══ SUPPLIED RECORDS
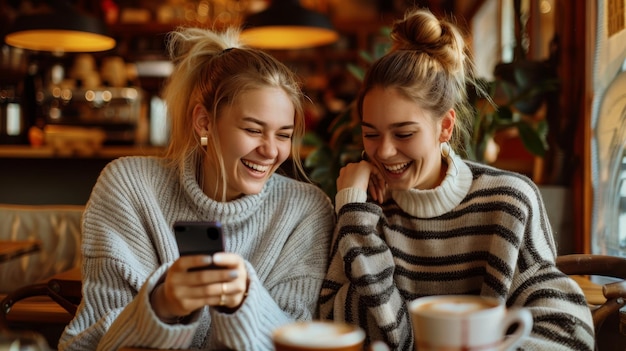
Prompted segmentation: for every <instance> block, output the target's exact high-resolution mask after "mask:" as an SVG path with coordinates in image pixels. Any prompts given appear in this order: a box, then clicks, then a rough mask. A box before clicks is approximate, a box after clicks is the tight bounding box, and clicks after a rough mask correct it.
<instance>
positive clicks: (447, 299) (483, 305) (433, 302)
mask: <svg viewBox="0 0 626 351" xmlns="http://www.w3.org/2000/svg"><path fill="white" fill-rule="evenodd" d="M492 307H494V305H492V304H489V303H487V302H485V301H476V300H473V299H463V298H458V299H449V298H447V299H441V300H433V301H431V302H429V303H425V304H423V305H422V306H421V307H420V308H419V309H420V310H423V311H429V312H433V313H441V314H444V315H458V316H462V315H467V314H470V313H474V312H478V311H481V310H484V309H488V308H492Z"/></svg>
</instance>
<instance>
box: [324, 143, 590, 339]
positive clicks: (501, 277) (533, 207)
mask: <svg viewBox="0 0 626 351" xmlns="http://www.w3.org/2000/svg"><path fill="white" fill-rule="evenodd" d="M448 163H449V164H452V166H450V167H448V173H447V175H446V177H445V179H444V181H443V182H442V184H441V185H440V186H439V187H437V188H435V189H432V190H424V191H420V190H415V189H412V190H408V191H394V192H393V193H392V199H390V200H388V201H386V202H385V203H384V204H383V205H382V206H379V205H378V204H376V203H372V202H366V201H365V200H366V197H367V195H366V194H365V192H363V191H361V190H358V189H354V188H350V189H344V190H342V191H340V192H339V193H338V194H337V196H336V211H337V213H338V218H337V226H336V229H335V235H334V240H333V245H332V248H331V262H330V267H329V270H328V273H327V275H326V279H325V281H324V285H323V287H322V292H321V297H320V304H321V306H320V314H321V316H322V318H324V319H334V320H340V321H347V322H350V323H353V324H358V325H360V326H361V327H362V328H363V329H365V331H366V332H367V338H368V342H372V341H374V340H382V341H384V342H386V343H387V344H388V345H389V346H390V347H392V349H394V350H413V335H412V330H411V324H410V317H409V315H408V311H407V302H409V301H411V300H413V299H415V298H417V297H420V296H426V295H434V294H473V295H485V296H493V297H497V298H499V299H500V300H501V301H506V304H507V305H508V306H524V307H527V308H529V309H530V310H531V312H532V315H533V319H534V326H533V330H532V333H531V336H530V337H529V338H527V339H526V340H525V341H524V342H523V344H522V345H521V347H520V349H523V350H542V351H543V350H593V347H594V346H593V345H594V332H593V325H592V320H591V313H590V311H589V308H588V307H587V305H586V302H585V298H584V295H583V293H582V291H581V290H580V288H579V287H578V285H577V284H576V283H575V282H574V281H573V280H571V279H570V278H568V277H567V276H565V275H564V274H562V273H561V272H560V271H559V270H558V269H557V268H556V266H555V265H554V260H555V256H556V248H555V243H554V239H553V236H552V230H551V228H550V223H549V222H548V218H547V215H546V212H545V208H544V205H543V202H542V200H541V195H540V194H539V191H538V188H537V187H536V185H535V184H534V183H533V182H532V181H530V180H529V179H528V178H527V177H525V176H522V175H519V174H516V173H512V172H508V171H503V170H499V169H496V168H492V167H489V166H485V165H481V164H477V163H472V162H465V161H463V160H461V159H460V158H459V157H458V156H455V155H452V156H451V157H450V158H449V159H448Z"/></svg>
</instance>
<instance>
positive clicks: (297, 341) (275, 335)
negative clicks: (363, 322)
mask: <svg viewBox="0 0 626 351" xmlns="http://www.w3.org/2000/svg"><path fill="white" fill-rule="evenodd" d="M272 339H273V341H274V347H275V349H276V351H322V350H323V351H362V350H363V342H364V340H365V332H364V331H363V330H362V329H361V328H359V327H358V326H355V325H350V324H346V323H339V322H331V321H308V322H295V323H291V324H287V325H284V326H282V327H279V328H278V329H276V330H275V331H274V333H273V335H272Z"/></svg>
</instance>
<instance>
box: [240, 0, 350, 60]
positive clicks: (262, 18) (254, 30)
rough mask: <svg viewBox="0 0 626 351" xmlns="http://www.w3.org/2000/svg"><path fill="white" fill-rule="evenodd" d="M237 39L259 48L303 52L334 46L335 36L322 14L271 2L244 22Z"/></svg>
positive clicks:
════
### WHAT TO DO
Set down all of the entries exactly as they stand, without any image.

### TASK RESPONSE
Prompted segmentation: for every <instance> block, output the target's exact high-resolution mask after "mask:" as an SVG path with coordinates in image pixels. Any prompts given appear in this order: a box, then clicks, then a rough mask. A box before clicks is approximate, a box after clicks is the tight bounding box, and clicks after a rough mask correct it.
<instance>
positive clicks: (447, 299) (483, 305) (433, 302)
mask: <svg viewBox="0 0 626 351" xmlns="http://www.w3.org/2000/svg"><path fill="white" fill-rule="evenodd" d="M492 307H494V305H492V304H489V303H487V302H485V301H476V300H473V299H463V298H458V299H449V298H447V299H441V300H433V301H431V302H429V303H425V304H423V305H422V306H421V307H420V308H419V309H420V310H423V311H429V312H433V313H441V314H444V315H458V316H462V315H467V314H470V313H474V312H478V311H481V310H484V309H488V308H492Z"/></svg>
</instance>
<instance>
box: [324, 143, 590, 339]
positive clicks: (501, 277) (533, 207)
mask: <svg viewBox="0 0 626 351" xmlns="http://www.w3.org/2000/svg"><path fill="white" fill-rule="evenodd" d="M448 163H449V164H452V166H450V167H448V173H447V175H446V177H445V179H444V181H443V182H442V184H441V185H440V186H439V187H437V188H435V189H432V190H424V191H420V190H415V189H412V190H408V191H394V192H393V193H392V199H390V200H388V201H386V202H385V203H384V204H383V205H382V206H379V205H378V204H376V203H372V202H366V201H365V200H366V197H367V195H366V194H365V192H363V191H361V190H358V189H354V188H350V189H344V190H342V191H340V192H339V193H338V194H337V196H336V211H337V213H338V218H337V226H336V229H335V235H334V240H333V245H332V248H331V262H330V267H329V270H328V273H327V275H326V279H325V281H324V285H323V287H322V292H321V297H320V304H321V306H320V314H321V316H322V318H324V319H334V320H340V321H347V322H350V323H353V324H358V325H360V326H361V327H362V328H363V329H365V331H366V332H367V338H368V342H372V341H374V340H382V341H384V342H386V343H387V344H388V345H389V346H390V347H392V349H394V350H413V335H412V330H411V324H410V317H409V315H408V311H407V302H409V301H411V300H413V299H415V298H417V297H420V296H426V295H434V294H473V295H485V296H493V297H497V298H499V299H500V300H501V301H506V304H507V305H508V306H524V307H527V308H529V309H530V310H531V312H532V315H533V319H534V326H533V330H532V333H531V336H530V337H529V338H527V339H526V340H525V341H524V342H523V344H522V345H521V347H520V349H523V350H542V351H543V350H593V347H594V346H593V345H594V332H593V325H592V320H591V313H590V311H589V308H588V307H587V305H586V302H585V298H584V295H583V293H582V291H581V290H580V288H579V287H578V285H577V284H576V283H575V282H574V281H573V280H571V279H570V278H568V277H567V276H565V275H564V274H562V273H561V272H560V271H559V270H558V269H557V268H556V266H555V265H554V260H555V256H556V248H555V243H554V239H553V236H552V230H551V228H550V223H549V222H548V218H547V215H546V212H545V208H544V205H543V202H542V200H541V195H540V194H539V191H538V188H537V187H536V185H535V184H534V183H533V182H532V181H530V180H529V179H528V178H527V177H525V176H522V175H519V174H516V173H512V172H508V171H503V170H499V169H496V168H492V167H489V166H485V165H481V164H477V163H472V162H465V161H463V160H461V159H460V158H459V157H458V156H455V155H452V156H451V157H450V158H449V159H448Z"/></svg>
</instance>
<instance>
positive clicks: (297, 341) (275, 335)
negative clicks: (363, 322)
mask: <svg viewBox="0 0 626 351" xmlns="http://www.w3.org/2000/svg"><path fill="white" fill-rule="evenodd" d="M272 339H273V341H274V347H275V349H276V351H322V350H323V351H362V350H363V342H364V340H365V332H364V331H363V330H362V329H361V328H359V327H358V326H355V325H350V324H346V323H339V322H331V321H308V322H295V323H291V324H287V325H284V326H282V327H279V328H278V329H276V330H275V331H274V333H273V335H272Z"/></svg>
</instance>
<instance>
box: [240, 0, 350, 60]
positive clicks: (262, 18) (254, 30)
rough mask: <svg viewBox="0 0 626 351" xmlns="http://www.w3.org/2000/svg"><path fill="white" fill-rule="evenodd" d="M237 39L259 48L303 52L334 46L335 36L322 14L271 2L244 22Z"/></svg>
positive clicks:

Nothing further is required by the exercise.